• _ACTIVITY_: Lines in the listing below that contain the string "patch" are to be found and copied.

== Segment start ==

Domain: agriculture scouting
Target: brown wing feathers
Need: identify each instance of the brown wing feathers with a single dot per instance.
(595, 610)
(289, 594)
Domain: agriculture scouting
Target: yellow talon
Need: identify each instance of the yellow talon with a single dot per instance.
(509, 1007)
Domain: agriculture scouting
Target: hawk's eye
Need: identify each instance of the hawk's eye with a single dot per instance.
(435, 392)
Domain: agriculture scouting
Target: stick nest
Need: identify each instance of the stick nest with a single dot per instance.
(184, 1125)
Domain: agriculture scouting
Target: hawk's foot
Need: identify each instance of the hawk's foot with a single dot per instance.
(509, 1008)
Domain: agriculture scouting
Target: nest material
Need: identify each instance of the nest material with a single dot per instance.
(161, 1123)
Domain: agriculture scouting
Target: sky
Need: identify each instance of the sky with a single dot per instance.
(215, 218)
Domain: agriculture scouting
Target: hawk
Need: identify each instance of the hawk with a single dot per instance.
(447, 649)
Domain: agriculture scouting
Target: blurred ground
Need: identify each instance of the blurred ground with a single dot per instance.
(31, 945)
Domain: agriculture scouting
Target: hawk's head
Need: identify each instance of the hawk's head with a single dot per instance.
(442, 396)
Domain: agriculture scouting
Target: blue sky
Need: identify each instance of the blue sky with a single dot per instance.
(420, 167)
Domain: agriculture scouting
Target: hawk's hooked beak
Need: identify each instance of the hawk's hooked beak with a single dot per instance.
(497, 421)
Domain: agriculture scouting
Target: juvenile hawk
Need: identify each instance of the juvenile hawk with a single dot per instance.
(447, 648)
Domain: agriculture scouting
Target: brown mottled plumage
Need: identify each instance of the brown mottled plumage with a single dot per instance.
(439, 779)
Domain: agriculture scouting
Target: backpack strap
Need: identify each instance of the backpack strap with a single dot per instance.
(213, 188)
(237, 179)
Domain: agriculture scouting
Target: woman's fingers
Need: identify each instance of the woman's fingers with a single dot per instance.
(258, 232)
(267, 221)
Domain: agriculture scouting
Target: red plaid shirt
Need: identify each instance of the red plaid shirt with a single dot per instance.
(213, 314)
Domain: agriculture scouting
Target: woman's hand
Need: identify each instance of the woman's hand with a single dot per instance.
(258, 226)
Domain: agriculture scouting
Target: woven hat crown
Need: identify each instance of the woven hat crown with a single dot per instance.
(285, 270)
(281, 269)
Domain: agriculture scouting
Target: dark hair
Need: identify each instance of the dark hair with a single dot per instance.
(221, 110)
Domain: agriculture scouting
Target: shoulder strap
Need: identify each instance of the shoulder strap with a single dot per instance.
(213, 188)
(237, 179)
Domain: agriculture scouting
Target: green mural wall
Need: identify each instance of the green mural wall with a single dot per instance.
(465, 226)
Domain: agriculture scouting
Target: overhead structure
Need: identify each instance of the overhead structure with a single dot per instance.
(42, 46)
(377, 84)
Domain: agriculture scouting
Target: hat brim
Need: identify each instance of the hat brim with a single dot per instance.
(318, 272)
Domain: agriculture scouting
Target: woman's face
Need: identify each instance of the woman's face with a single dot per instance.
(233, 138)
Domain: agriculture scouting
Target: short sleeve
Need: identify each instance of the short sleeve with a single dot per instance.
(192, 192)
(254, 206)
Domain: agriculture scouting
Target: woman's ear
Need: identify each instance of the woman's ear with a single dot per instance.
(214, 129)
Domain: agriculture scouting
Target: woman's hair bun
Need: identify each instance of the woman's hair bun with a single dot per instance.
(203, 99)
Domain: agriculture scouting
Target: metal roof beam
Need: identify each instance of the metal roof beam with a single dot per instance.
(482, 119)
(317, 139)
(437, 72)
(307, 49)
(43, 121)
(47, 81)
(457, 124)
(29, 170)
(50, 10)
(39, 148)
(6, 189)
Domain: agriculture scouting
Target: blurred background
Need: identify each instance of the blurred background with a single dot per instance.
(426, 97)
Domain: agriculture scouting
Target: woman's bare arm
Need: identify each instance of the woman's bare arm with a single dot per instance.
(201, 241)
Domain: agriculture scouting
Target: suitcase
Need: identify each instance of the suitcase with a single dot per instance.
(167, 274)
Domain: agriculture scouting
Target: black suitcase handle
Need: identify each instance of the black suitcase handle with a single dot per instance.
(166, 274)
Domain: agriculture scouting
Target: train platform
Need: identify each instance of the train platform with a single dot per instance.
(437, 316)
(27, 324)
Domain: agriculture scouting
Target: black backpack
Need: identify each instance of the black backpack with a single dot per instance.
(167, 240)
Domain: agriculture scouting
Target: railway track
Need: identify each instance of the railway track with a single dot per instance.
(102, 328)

== Segment end ==
== Segment start ==

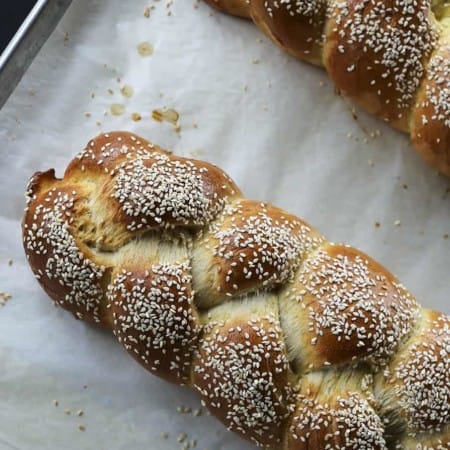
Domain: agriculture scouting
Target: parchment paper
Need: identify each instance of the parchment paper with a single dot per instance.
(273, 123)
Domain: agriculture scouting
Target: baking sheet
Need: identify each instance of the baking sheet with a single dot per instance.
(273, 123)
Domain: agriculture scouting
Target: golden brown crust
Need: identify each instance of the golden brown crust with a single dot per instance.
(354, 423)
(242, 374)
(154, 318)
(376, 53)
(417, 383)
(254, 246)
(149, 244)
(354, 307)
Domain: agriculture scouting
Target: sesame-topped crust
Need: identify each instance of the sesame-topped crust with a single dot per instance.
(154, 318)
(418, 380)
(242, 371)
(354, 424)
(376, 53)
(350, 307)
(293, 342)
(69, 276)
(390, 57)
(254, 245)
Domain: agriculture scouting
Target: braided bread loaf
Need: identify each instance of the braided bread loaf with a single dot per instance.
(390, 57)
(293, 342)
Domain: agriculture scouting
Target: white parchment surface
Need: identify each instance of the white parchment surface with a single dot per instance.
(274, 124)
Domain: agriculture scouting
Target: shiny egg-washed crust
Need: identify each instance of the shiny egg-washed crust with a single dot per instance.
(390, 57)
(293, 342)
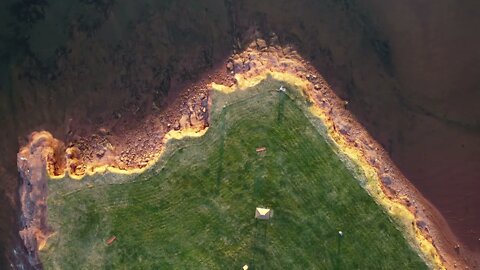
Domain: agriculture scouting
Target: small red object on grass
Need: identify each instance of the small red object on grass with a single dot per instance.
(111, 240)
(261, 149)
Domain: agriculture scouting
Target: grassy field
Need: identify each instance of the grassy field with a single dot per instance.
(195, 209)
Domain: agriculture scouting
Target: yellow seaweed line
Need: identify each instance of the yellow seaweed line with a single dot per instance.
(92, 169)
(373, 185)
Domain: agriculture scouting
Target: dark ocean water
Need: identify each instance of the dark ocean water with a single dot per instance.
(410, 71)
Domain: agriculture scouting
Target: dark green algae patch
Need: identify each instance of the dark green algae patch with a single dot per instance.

== Segment end ==

• _FINISHED TASK_:
Target: dark green algae patch
Need: identify each instance of the dark green algae patch with a single dot per instance.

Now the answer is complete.